§ GEGEBENE DATEN
========================

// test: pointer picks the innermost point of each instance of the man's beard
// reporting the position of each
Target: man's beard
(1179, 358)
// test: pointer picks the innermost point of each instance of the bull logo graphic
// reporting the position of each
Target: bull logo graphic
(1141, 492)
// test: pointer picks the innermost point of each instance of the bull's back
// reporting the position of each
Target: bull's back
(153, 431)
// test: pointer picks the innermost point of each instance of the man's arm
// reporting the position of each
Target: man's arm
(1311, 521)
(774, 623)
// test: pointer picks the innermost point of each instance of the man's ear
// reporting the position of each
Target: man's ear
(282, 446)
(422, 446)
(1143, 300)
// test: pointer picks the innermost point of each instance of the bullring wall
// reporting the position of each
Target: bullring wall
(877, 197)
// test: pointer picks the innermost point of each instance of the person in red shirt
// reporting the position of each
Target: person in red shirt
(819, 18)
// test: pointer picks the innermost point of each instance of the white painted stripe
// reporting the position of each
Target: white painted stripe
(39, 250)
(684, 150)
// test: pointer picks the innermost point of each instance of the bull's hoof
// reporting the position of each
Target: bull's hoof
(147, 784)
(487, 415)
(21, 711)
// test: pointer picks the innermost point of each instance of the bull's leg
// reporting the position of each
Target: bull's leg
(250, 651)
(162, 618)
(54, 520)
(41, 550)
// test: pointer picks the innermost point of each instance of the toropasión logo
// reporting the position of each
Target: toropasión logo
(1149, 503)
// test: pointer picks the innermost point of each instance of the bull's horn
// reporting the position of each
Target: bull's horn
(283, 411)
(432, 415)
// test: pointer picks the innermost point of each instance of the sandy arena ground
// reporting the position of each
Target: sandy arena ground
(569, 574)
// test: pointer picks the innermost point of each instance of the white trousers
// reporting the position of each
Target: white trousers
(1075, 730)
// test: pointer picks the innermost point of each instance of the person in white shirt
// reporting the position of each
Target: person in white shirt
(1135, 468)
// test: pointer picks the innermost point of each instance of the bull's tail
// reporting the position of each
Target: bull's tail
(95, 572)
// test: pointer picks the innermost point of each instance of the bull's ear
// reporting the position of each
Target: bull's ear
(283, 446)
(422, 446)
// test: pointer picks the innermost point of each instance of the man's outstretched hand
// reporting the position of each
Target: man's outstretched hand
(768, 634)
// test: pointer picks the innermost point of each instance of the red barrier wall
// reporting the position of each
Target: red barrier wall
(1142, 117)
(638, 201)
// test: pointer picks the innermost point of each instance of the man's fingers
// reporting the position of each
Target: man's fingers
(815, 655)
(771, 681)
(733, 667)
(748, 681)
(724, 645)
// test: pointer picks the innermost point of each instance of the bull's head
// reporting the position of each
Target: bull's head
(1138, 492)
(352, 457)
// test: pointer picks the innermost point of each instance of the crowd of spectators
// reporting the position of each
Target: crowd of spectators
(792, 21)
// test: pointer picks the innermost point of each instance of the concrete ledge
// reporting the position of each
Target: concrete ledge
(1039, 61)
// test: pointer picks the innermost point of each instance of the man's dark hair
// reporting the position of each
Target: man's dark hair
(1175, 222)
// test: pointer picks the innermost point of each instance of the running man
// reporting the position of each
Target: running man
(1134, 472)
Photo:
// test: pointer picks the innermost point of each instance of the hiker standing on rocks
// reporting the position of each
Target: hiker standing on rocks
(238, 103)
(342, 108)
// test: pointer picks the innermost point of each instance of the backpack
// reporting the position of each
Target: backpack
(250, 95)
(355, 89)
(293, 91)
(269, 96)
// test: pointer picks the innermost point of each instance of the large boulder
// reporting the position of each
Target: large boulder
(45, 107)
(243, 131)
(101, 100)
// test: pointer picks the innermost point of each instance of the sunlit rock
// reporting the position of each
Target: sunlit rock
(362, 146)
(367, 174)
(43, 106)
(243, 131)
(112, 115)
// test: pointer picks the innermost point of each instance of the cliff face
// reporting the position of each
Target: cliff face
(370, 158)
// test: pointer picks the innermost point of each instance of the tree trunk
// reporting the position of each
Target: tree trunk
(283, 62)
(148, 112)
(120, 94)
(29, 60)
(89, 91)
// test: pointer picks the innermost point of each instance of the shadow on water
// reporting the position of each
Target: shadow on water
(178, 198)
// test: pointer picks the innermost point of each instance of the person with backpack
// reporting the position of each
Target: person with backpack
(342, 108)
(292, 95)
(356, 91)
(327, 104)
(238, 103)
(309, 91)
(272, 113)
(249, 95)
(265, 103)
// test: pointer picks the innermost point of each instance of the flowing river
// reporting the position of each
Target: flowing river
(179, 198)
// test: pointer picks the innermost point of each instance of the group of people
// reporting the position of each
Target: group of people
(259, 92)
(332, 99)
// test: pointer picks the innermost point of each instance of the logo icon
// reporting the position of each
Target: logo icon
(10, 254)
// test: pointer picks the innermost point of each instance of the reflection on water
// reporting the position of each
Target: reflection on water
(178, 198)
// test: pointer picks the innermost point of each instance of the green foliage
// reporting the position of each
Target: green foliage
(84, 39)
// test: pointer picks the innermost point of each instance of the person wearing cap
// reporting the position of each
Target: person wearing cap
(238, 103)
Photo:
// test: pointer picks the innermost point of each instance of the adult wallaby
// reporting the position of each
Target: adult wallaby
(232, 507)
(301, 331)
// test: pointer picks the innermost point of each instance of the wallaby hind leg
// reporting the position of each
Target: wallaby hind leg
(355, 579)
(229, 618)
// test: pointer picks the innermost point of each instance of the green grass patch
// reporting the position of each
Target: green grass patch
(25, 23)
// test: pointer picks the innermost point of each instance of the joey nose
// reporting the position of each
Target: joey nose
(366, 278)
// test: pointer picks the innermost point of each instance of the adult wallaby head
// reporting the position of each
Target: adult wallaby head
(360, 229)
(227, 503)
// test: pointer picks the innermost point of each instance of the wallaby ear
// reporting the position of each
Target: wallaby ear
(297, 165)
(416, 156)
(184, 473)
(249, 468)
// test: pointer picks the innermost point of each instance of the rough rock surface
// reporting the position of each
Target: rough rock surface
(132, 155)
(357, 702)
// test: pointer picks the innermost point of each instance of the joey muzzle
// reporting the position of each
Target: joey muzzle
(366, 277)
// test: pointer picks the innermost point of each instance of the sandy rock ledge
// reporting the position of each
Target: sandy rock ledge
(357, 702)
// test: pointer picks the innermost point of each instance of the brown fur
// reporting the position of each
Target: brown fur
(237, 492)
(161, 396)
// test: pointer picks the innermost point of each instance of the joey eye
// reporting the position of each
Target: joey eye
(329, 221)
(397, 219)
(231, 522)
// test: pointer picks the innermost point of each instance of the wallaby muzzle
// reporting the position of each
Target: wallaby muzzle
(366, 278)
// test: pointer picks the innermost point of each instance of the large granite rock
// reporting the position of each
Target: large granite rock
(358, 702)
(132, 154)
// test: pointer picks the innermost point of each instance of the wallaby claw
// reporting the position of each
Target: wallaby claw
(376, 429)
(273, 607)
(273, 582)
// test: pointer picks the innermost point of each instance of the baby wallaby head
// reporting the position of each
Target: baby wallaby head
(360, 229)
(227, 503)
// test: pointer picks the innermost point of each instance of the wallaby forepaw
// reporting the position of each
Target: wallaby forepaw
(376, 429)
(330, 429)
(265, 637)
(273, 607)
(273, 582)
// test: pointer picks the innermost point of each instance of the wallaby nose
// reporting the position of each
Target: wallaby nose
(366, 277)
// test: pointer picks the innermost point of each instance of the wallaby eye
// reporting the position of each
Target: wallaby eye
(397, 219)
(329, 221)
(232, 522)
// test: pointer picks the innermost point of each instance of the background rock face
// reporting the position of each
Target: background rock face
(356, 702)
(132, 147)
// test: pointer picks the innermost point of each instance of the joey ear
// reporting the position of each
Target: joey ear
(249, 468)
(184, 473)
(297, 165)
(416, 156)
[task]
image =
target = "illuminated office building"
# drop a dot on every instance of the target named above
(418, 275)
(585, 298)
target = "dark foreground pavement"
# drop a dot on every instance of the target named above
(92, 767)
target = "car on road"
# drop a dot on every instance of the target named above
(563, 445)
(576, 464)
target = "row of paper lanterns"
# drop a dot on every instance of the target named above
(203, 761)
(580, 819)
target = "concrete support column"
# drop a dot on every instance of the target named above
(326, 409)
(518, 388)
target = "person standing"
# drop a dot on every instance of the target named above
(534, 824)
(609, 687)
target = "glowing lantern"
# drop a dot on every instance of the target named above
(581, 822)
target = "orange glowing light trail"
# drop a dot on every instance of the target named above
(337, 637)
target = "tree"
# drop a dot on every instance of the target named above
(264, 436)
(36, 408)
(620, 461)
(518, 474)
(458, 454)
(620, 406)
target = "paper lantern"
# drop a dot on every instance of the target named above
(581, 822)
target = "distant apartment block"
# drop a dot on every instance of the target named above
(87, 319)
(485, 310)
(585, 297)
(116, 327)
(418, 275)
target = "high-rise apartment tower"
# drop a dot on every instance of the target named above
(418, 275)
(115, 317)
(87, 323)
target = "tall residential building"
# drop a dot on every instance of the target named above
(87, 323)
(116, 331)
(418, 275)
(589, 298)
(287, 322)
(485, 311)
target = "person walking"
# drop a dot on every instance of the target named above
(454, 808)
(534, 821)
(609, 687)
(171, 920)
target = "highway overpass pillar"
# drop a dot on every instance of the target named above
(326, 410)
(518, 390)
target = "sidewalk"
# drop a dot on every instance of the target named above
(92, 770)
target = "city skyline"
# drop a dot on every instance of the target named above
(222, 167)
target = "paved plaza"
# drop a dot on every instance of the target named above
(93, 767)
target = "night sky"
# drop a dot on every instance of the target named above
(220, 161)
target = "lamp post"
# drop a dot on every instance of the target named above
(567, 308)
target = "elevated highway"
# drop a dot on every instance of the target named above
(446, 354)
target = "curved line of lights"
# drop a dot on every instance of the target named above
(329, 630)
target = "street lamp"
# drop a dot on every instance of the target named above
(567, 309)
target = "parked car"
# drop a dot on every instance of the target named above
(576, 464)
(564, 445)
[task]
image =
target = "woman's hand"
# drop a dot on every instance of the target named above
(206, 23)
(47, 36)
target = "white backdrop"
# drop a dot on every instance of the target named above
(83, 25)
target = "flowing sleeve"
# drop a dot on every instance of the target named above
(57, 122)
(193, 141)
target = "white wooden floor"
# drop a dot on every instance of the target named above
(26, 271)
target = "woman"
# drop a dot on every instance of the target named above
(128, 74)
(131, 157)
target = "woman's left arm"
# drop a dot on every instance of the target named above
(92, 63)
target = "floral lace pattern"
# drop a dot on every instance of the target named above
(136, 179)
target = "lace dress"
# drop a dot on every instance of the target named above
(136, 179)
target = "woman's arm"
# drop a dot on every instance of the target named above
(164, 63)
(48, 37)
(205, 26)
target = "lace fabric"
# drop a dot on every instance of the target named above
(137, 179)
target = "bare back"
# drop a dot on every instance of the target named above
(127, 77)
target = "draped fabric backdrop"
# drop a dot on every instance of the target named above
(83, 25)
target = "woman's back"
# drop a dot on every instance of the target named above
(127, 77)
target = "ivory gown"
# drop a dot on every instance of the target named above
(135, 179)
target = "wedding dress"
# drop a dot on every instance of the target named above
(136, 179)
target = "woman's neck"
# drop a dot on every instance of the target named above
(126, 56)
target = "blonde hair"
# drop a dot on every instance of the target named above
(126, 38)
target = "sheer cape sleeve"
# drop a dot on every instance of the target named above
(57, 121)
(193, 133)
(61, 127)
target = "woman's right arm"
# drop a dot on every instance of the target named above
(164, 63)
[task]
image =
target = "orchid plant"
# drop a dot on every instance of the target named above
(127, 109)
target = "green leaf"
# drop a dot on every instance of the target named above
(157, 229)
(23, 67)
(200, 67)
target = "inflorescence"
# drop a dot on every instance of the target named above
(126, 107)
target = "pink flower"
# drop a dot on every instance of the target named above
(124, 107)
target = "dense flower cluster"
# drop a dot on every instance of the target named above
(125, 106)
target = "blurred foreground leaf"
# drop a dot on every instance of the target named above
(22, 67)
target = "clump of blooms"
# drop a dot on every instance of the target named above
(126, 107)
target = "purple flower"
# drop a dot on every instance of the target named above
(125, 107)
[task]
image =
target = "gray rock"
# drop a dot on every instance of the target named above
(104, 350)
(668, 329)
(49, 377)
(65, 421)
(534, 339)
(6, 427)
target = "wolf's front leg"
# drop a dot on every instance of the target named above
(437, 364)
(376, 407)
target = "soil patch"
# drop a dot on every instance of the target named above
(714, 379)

========================

§ ZUR AUFGABE
Wähle aus den Datensätzen oben jede Zeile aus, in der die Zeichenfolge „beard“ vorkommt, und schreibe diese Zeilen unverändert ab.

§ SCHRIFTLICHE LÖSUNG
// test: pointer picks the innermost point of each instance of the man's beard
Target: man's beard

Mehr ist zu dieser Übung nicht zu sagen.